[WRITTEN PROBLEM] From the line containing "of the hymn" to the end of the listing, write out every line exactly; leave out everything else.

[THE RECORDS]

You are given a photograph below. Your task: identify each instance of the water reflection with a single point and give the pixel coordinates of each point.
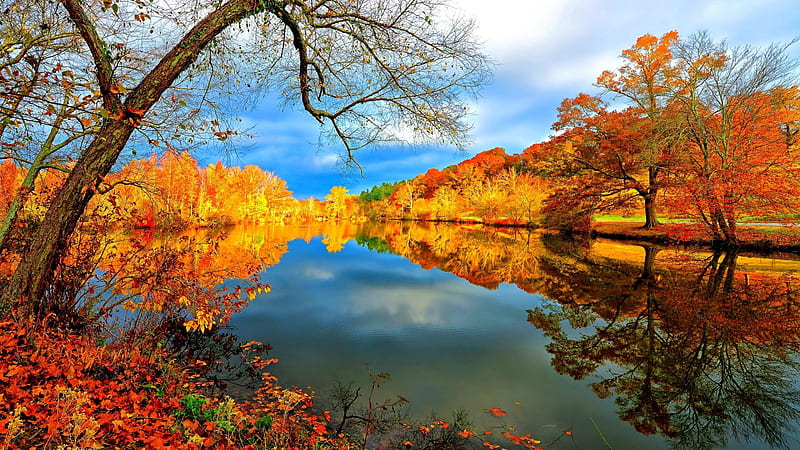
(698, 348)
(695, 352)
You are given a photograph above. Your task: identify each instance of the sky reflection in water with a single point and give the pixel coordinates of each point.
(446, 343)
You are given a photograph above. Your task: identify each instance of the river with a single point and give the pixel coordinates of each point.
(606, 345)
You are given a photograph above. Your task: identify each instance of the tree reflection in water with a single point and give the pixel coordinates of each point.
(688, 347)
(695, 352)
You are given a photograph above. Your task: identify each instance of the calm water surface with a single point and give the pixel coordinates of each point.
(599, 316)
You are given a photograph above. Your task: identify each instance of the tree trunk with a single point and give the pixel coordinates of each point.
(650, 217)
(30, 280)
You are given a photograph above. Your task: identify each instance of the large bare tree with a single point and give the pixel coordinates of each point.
(367, 70)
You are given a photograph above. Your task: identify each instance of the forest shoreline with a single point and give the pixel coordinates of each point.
(758, 239)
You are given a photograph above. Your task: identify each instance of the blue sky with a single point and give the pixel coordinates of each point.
(545, 50)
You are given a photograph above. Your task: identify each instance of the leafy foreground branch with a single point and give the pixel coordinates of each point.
(138, 393)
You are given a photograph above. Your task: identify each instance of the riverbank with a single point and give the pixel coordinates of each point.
(764, 238)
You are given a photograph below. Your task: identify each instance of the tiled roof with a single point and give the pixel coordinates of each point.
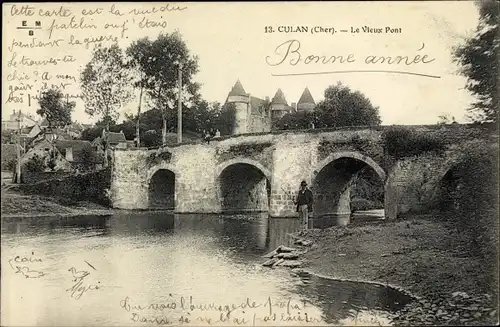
(279, 98)
(255, 105)
(306, 97)
(77, 147)
(237, 89)
(116, 137)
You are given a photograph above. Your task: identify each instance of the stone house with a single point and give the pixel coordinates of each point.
(81, 155)
(45, 149)
(9, 154)
(115, 141)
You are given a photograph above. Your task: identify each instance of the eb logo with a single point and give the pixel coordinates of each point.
(24, 26)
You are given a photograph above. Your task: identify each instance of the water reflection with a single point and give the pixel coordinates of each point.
(154, 256)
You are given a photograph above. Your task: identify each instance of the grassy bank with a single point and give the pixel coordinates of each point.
(19, 205)
(425, 257)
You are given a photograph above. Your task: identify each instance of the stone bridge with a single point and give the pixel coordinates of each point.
(262, 172)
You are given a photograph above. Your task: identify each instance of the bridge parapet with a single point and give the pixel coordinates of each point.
(285, 158)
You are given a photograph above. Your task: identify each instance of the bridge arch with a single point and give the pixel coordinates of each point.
(334, 177)
(354, 155)
(161, 181)
(243, 185)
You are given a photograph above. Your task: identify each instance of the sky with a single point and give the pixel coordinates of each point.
(231, 42)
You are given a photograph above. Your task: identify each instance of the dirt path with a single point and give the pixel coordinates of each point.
(425, 257)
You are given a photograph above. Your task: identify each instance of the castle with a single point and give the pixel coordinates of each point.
(252, 116)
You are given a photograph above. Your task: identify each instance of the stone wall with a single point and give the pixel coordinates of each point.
(243, 188)
(35, 177)
(82, 187)
(285, 159)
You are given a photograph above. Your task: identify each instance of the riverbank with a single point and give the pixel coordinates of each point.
(16, 205)
(424, 257)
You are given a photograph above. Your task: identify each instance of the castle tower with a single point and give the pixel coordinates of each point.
(306, 101)
(279, 106)
(241, 101)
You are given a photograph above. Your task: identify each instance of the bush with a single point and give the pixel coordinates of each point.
(475, 199)
(403, 142)
(35, 164)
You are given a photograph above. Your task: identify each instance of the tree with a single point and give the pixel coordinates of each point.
(343, 107)
(88, 155)
(92, 133)
(105, 86)
(479, 58)
(54, 108)
(151, 138)
(159, 62)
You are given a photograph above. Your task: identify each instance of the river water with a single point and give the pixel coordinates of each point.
(154, 268)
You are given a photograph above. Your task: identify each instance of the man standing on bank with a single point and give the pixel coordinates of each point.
(304, 204)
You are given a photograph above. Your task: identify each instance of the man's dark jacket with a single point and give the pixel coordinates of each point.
(305, 198)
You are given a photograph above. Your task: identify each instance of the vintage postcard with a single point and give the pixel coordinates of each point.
(250, 163)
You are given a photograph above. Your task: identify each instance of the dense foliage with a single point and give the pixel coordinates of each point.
(54, 108)
(479, 60)
(472, 188)
(341, 107)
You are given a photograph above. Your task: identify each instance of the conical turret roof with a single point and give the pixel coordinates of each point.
(237, 89)
(279, 98)
(306, 97)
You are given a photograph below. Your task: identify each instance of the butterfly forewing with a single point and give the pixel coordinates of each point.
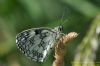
(36, 43)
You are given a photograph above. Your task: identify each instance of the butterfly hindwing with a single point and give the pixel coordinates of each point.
(36, 43)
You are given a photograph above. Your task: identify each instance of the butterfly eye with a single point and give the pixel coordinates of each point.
(60, 28)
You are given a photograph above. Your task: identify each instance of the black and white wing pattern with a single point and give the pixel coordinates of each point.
(36, 43)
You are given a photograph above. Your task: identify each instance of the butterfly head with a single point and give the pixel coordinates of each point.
(59, 28)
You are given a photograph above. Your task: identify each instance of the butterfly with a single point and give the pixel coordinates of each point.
(36, 43)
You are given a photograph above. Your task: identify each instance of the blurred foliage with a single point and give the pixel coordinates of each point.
(19, 15)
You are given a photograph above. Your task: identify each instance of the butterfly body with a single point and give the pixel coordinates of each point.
(36, 43)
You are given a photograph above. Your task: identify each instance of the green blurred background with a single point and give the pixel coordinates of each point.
(81, 16)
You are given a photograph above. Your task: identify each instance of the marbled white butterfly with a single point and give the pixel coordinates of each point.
(36, 43)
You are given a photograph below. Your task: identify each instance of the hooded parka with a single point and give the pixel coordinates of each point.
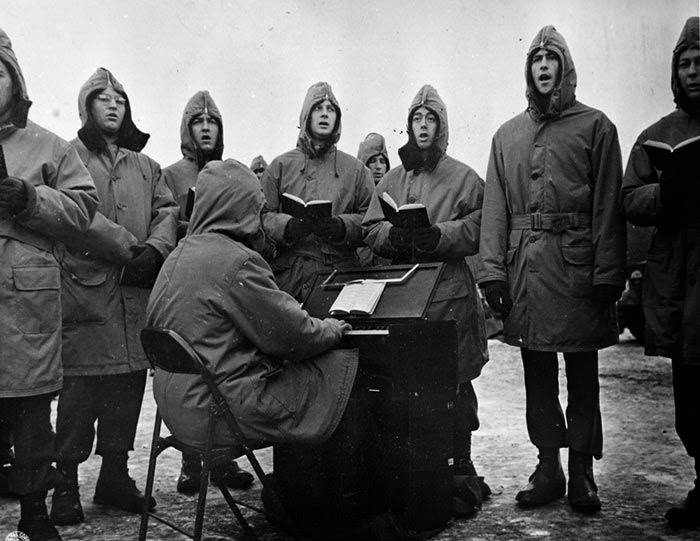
(265, 351)
(61, 203)
(452, 193)
(551, 225)
(671, 293)
(182, 175)
(101, 318)
(315, 173)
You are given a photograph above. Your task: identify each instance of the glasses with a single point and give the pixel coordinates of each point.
(107, 99)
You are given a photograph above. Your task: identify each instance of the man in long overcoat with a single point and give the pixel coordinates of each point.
(553, 250)
(46, 195)
(668, 199)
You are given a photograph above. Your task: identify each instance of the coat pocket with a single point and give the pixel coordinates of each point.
(37, 298)
(578, 261)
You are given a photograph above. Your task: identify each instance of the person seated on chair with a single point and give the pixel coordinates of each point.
(272, 361)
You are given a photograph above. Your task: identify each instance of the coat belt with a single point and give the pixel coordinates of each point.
(550, 221)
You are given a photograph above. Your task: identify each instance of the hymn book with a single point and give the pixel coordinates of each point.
(408, 216)
(317, 210)
(358, 298)
(662, 154)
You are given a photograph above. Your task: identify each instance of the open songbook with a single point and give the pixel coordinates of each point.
(662, 154)
(408, 216)
(359, 297)
(315, 211)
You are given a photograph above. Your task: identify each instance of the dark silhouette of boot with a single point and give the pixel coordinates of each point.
(191, 469)
(583, 492)
(34, 520)
(546, 484)
(116, 489)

[RESULT]
You are given a photograph above. Your task: identify each instance of the hymn book with a single point and give the pixel coordinates of each point.
(408, 216)
(317, 210)
(358, 298)
(662, 154)
You are given a photograph above. Your task: identify each instance of the open songbook with a single point and give the pixel coordinates of each point.
(662, 154)
(408, 216)
(359, 297)
(315, 211)
You are given a photograph above. Your task: identify each instance of the dark silhouette of boot with a single point and give the pixel coordinates of each point.
(191, 469)
(583, 492)
(34, 520)
(546, 484)
(116, 489)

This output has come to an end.